#### Quoted passage
The Earth: Its Origin, History and Physical Constitution, 6th edition, by Sir Harold Jeffreys

Scope: monograph. Level: specialist

Pages 95-96 | Published online: 22 Oct 2009

The Earth: Its Origin, History and Physical Constitution, 6th edition, by Sir Harold Jeffreys

The Earth: Its Origin, History and Physical Constitution, 6th edition, by Sir Harold Jeffreys, Cambridge, Cambridge University Press, 2008, 612 pp., £35.00 (paperback), ISBN 9 780521 085182. Scope: monograph. Level: specialist.

Sir Harold Jeffreys was a leading British applied mathematician. The authorative textbook he wrote with his wife was used by generations of mathematical physicists; he made important contributions to the theory of Bayesian probability and also of quantum-mechanical tunnelling and his work on the latter problem anticipated that of Wentzel, Kramers and Brillouin (many authors refer to their result as the JWKB approximation, in recognition of Jeffreys' contribution). The main focus of his life's work was geophysics and The Earth: Its Origin, History and Physical Constitution was his majesterial treatise on the subject. It was first published in 1924 but repeatedly updated for successive editions, the sixth and final one appearing in 1976. More than 30 years later, this sixth edition has been digitally reprinted for a new audience.
########
* Exercise task 1
Answer these about the review of Jeffreys' book on the Earth:
(a) Which publisher issued the 2008 edition?
(b) In what year was the book first published?
(c) Whose work did Jeffreys' work on quantum-mechanical tunnelling anticipate?
* Exercise task 2
Carry on the review of Jeffreys' book on the Earth from its last sentence, adding one or two paragraphs.
The data that come next are from a separate source and have no connection to the review of Jeffreys' book on the Earth.
#### Listing
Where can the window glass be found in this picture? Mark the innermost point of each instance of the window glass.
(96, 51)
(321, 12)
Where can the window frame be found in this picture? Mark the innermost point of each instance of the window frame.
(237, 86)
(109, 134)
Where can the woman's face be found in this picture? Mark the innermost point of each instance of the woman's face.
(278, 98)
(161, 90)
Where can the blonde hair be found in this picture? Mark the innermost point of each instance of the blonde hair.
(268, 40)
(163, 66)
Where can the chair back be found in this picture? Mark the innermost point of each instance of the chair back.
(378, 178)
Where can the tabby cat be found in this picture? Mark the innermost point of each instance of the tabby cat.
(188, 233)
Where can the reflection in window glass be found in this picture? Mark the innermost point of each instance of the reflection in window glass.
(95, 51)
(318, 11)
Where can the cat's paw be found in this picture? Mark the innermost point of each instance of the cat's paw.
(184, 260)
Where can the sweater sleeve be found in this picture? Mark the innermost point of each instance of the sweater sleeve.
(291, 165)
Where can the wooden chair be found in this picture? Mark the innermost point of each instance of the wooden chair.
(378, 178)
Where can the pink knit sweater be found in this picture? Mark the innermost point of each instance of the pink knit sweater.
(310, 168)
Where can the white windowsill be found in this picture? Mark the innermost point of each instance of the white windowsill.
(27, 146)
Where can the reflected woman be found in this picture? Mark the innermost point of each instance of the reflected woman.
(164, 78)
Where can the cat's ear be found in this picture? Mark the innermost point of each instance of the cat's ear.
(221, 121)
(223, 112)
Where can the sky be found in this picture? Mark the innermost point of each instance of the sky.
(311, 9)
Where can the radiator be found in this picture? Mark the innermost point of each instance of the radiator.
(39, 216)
########
* Result 1
(a) Cambridge University Press
(b) 1924
(c) Wentzel, Kramers and Brillouin

* Result 2
Jeffreys spent his career using his formidable skill as an applied mathematician to manipulate the equations of elasticity, fluid dynamics and Newtonian mechanics to provide detailed modelling of the Earth. He was the first to show that the Earth's core must be molten, and he made important contributions to seismology, providing detailed predictions concerning the behaviour of elastic waves in the Earths's crust and outlining the theoretical principles governing how seismic data from earthquakes can be used to model the structure of the Earth. Consequently, Jeffreys' book became a standard reference work for geophysicists.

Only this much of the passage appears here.